ASSIGNED TASK:
Please print every line from the one containing "Guideline: put one point on each instance of the weathered" through the last line of the records below, exactly as written and nothing more.

Point localization data:

--- START ---

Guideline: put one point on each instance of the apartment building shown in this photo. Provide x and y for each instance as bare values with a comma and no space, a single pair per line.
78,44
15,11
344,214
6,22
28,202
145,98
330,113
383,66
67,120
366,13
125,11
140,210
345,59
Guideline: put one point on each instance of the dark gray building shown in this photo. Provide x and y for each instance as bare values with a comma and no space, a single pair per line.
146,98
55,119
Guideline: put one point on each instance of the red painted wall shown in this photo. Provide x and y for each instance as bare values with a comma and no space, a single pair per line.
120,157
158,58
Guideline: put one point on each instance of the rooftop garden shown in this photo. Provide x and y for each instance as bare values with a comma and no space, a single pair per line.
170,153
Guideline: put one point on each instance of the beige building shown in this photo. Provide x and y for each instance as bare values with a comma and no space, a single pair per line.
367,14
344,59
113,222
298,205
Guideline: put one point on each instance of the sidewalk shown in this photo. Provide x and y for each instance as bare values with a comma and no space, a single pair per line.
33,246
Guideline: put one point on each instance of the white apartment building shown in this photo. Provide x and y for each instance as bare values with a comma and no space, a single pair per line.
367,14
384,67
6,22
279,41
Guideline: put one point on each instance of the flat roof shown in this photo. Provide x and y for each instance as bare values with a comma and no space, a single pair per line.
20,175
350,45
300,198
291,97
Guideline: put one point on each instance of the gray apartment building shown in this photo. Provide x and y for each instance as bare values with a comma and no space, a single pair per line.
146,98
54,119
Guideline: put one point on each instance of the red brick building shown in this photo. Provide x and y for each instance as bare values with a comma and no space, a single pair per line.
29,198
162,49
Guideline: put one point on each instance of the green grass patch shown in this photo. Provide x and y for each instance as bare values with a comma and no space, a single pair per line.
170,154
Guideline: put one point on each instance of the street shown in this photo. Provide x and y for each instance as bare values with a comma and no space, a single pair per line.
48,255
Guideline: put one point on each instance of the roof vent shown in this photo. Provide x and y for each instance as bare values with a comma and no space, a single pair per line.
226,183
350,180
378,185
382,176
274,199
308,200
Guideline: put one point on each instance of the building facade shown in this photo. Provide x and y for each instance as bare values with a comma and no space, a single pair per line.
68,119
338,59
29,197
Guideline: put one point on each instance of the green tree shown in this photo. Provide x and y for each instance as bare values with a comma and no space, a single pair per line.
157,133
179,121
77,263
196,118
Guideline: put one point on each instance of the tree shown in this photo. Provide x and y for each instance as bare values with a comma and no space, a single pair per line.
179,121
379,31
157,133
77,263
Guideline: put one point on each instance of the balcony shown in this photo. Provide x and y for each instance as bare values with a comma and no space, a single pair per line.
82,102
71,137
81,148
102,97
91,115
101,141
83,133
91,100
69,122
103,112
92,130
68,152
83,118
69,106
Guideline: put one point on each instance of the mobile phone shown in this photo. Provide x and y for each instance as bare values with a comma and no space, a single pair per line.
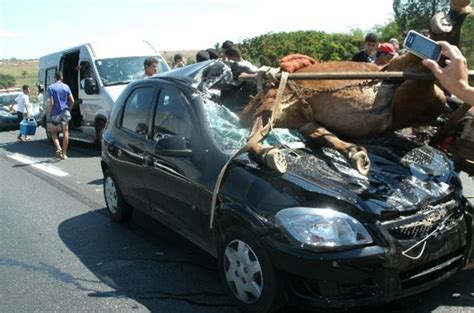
422,46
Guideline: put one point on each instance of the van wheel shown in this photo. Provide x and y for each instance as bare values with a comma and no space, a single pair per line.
47,130
99,129
119,210
248,273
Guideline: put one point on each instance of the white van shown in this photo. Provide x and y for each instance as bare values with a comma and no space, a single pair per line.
96,73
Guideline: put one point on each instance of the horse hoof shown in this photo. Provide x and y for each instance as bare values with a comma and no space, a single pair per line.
361,162
275,159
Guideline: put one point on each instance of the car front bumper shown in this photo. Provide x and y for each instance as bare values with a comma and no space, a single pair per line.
370,275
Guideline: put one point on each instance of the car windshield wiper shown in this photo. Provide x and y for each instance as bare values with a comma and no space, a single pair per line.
121,82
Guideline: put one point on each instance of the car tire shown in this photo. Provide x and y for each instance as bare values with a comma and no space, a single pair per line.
247,272
99,129
120,211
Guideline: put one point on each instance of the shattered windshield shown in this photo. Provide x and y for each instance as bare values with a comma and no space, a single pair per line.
230,135
117,71
215,83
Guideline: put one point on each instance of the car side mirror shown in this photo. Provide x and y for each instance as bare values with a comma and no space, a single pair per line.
90,86
173,145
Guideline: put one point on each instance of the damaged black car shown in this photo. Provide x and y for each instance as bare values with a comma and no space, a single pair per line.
319,235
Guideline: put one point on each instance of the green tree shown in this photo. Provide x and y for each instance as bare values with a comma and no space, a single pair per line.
269,48
416,14
389,30
7,81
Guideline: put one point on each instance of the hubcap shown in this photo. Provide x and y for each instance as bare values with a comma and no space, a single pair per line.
111,195
243,271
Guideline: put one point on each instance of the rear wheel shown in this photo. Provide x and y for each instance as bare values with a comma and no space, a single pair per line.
99,129
119,210
248,273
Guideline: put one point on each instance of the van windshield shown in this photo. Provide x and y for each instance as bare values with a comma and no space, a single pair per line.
117,71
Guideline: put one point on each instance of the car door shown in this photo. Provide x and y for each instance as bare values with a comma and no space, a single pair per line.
128,148
171,179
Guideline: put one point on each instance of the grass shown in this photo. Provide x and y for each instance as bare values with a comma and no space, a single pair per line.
24,71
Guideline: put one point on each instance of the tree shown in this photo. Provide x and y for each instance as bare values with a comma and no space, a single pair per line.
7,81
416,14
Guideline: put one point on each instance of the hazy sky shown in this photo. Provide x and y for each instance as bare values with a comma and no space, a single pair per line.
32,28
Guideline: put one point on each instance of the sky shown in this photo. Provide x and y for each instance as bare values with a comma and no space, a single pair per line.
30,29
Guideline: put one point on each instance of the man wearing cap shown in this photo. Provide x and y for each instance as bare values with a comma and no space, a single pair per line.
385,52
366,55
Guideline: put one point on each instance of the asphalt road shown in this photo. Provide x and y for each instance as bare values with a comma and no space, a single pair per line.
60,252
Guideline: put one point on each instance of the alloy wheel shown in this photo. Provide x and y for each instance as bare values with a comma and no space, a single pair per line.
111,195
243,271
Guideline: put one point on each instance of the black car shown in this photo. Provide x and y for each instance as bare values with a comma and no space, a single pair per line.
318,235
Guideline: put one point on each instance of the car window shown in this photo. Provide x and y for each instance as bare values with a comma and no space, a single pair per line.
137,109
172,115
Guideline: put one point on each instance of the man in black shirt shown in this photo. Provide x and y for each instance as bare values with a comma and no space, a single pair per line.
370,45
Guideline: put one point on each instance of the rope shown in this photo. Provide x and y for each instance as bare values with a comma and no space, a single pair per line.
254,139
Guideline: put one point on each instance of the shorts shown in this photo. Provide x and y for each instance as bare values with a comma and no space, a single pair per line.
20,116
63,117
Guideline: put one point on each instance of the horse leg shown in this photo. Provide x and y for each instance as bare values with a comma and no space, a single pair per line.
356,154
271,157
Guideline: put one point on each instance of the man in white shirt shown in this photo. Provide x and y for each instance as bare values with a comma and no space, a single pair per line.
22,107
233,53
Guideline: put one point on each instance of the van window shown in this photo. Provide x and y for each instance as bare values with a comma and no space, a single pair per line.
118,71
50,77
137,109
172,115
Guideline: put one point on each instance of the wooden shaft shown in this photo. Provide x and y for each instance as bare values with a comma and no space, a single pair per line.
354,75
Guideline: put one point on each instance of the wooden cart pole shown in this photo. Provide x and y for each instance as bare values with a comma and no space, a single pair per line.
355,75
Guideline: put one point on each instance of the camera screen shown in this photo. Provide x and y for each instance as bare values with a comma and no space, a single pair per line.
423,46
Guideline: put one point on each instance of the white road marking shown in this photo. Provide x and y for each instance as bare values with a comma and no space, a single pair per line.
36,164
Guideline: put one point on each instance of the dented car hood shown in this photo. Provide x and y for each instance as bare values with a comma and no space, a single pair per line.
403,174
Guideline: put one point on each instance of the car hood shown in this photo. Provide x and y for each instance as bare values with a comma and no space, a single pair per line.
403,174
114,92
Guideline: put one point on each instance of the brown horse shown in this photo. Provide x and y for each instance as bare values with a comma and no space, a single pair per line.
354,108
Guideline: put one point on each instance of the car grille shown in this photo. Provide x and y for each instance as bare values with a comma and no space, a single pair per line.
433,217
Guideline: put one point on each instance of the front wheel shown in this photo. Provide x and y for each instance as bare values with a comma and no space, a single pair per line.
119,210
248,273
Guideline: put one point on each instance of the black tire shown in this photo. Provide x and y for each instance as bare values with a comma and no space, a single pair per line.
99,129
266,280
120,211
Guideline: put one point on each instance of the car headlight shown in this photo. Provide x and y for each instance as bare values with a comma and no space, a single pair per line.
323,228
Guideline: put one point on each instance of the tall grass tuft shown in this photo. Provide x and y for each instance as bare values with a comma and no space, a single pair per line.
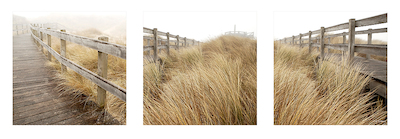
73,83
215,83
323,93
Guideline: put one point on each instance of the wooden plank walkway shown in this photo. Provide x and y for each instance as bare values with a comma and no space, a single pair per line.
374,68
35,101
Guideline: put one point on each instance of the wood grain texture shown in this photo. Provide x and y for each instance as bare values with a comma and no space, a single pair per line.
103,83
36,100
105,47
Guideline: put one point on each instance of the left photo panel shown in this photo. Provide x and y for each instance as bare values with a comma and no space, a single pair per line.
69,68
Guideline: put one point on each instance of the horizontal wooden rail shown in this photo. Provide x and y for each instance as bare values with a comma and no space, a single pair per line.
368,49
102,46
98,80
157,42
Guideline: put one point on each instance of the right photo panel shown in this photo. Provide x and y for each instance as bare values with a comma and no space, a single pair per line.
330,68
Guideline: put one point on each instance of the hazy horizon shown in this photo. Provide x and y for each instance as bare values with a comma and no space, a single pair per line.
111,23
287,24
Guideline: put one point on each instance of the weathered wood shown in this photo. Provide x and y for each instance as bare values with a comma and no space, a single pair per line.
185,42
63,52
168,43
329,42
372,49
351,39
341,47
100,81
41,38
322,45
344,42
105,47
369,42
35,96
155,54
379,19
370,31
102,62
309,41
300,39
16,28
147,30
337,27
48,43
177,41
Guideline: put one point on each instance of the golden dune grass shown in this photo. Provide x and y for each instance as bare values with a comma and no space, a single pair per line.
73,83
215,83
328,95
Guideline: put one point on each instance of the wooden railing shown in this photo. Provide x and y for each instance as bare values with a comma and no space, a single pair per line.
350,47
20,28
157,41
102,46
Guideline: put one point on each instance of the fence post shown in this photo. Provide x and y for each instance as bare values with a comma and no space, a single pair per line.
292,39
369,42
41,38
329,42
16,27
309,41
155,45
177,42
168,43
63,51
48,43
184,41
300,40
344,41
352,27
322,45
102,62
148,44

--- END ---

SOLUTION BELOW:
Guideline: put one point on each instance of the weathered wood shown in this photo. Provide x and y for each instance as bare values with a comma and no space, a single pair per line.
185,42
63,52
168,43
329,42
372,49
351,39
341,47
100,81
41,38
322,45
344,42
105,47
369,42
35,96
155,54
379,19
370,31
102,62
309,41
300,39
16,28
147,30
337,27
48,43
177,41
Guideline: put one point on each instance of the golden dune grass shown in this photo. Provide x and y for each instance as bare values with a comma and no space, a single pair per line.
73,83
215,83
328,95
Guideline: put one point on each instance of the wooden railing shown in this photo. Provide x and y for each instance as bare values with a comma and no space, a single pair per line.
350,47
20,28
157,41
102,46
Guideline: put one point on each instance of the fence post shown in this photo. Provide x and y for each instance as bare values with a comma and no space, a single pair per line.
292,39
369,42
41,38
329,42
16,27
309,41
155,45
177,42
168,43
63,51
48,43
184,41
300,40
344,41
352,27
322,45
102,62
148,44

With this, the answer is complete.